What you are asked to do
Print every item below verbatim, with no changes.

====== Data lines ======

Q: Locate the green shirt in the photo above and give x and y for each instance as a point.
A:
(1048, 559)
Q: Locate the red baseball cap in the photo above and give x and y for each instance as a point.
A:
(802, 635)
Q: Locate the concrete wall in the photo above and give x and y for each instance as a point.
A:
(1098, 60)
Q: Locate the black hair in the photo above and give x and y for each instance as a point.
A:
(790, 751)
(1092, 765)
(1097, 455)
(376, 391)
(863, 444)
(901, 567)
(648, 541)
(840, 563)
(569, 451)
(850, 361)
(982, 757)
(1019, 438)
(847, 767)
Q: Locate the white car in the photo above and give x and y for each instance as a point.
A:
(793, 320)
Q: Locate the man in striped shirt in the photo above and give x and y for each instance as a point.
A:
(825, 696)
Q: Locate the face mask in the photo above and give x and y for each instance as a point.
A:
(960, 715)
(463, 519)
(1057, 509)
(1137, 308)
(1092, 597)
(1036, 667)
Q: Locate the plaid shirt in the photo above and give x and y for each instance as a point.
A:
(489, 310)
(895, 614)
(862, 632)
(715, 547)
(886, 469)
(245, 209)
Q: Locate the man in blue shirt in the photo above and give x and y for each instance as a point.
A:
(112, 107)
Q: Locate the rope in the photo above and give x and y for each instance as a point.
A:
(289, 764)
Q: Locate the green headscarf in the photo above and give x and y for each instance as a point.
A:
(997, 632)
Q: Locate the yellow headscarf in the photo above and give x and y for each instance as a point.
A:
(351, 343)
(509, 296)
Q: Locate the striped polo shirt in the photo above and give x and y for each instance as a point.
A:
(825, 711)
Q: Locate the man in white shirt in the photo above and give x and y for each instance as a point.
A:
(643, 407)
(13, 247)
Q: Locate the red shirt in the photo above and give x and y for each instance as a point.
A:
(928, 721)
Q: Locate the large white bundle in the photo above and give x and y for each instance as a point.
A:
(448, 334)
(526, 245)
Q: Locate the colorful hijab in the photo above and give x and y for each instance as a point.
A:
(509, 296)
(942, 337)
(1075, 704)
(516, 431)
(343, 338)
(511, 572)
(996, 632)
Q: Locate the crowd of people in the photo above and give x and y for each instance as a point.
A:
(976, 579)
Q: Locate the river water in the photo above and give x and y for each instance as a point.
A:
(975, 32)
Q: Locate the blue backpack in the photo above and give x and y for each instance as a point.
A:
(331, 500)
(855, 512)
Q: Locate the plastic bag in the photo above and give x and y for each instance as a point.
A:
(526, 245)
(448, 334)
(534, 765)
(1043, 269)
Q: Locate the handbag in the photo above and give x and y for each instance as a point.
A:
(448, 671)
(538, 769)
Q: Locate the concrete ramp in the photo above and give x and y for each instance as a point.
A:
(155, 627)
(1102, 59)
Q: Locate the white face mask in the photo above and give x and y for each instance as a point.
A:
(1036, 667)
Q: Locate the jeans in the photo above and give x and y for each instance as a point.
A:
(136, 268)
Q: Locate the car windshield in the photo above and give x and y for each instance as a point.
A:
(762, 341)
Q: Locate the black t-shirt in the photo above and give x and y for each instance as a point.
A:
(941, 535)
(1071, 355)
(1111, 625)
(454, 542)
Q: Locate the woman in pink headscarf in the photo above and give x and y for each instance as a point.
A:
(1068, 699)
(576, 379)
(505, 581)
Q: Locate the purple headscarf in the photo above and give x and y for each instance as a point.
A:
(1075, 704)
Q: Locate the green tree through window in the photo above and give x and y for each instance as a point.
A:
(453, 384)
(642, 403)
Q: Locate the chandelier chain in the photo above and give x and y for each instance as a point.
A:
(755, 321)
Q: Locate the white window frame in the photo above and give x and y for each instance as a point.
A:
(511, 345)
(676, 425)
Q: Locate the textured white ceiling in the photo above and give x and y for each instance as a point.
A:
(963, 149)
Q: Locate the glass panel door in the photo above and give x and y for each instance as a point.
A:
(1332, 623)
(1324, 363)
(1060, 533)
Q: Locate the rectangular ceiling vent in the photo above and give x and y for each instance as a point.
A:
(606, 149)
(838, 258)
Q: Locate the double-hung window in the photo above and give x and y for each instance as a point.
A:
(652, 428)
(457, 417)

======

Correct answer
Q: Locate the green shirt in the photo above and give x and y for each instance as a point.
A:
(1048, 559)
Q: Locate the red baseball cap in the photo above and give x and y for each instance as a point.
A:
(802, 635)
Q: Locate the concrete wall in the photo above and give x and y for each instance as a point.
A:
(1098, 60)
Q: Locate the black hair in the photo above and give x and y for each instance as a point.
A:
(790, 751)
(1092, 765)
(1097, 455)
(376, 391)
(863, 444)
(901, 567)
(648, 541)
(840, 563)
(569, 451)
(850, 361)
(982, 757)
(1019, 438)
(847, 767)
Q: Locate the white car in the photo above and give x and y for each instance as a point.
A:
(793, 320)
Q: Locate the man in striped shirt in the photo above and give x and y for each instance as a point.
A:
(825, 696)
Q: Locate the face mask in the photo above and give x and y for each instance as a point.
A:
(960, 715)
(463, 519)
(1057, 509)
(1137, 308)
(1092, 597)
(1036, 667)
Q: Locate the plaid shirt in the photo above and give x and y for each instance as a point.
A:
(489, 310)
(895, 614)
(862, 632)
(715, 547)
(886, 469)
(245, 209)
Q: Locate the man in blue shirt in the photo above and give x and y for each instance as a point.
A:
(112, 107)
Q: Locate the rope in the photo above and give x and y for each instance as a point.
A:
(289, 764)
Q: Locate the green headscarf in the photo above and give x and y for each instance as a point.
A:
(997, 632)
Q: Locate the yellow headscarf in the photo above and give x and y for each instance as a point.
A:
(351, 343)
(509, 296)
Q: Locate the striped polo shirt in the photo above and give x and y for each instance as a point.
A:
(825, 711)
Q: Locate the man in white shirt in the photo above and give x and y for each instance as a point.
A:
(643, 407)
(13, 247)
Q: Locate the red shirt in the photo above and give x and y for each instance as a point.
A:
(928, 721)
Q: Locate the large white bundle in the photo above and give x and y for each instance as a point.
A:
(448, 334)
(526, 245)
Q: Locate the colorful hijab in the photo above and give x and y for each instance as a point.
A:
(509, 296)
(942, 337)
(1075, 704)
(516, 431)
(343, 338)
(511, 572)
(996, 632)
Q: Locate the crowd of people in the photo above and give x and y for each instance as a point.
A:
(976, 579)
Q: Locate the river water in the photo above and give x and y for each instance as a point.
A:
(975, 32)
Q: Locate the blue backpack in the photo above and give x and y for each instance as a point.
A:
(331, 500)
(855, 512)
Q: Locate the plastic bag in the photo above and give x and y for each instance as a point.
A:
(526, 245)
(448, 334)
(534, 765)
(1043, 269)
Q: Locate the handbag in the photo above and give x and y for each instance as a point.
A:
(448, 671)
(538, 769)
Q: Locate the concrete ramp in the photo above and give x and y for each instance as a point.
A:
(155, 627)
(1102, 59)
Q: Locate the white face mask in the photo above and give x and y for each instance as a point.
A:
(1036, 667)
Q: Locate the jeans in the photo above and give x and y for each instance as a point.
A:
(136, 268)
Q: Locate the car windshield in the photo above and give x and y for each instance as a point.
A:
(762, 341)
Q: Locate the black t-shirt in the photo above and give x and y for each instance as a point.
A:
(941, 535)
(1071, 355)
(1111, 625)
(454, 542)
Q: Locate the woman in pink headscarf in the photo above and give x and y for each instance as a point.
A:
(1068, 699)
(576, 379)
(505, 581)
Q: Locate the purple headscarf in the photo above and give x and y for each instance as a point.
A:
(1075, 704)
Q: Locate the green tree through window in the photo above and give x and y for each instance as a point.
A:
(453, 384)
(642, 403)
Q: Locate the chandelier chain in the photo above and give x and y for each instance as a point.
A:
(755, 321)
Q: Locate the white window frame in the photo above and give x and y for each instance as a point.
A:
(511, 345)
(676, 425)
Q: Locate the textured white ceiling in the photo above and give x and y for each instance as a point.
A:
(963, 149)
Q: Locate the glass panel door in the photo above and give x and y for each instance as a point.
A:
(1332, 623)
(1324, 363)
(1060, 533)
Q: Locate the rectangular ceiling vent in the photo above and give x and y for each instance as a point.
A:
(606, 149)
(838, 258)
Q: Locate the double-hung window in the photo above and give x and y for each instance as a point.
A:
(652, 428)
(457, 417)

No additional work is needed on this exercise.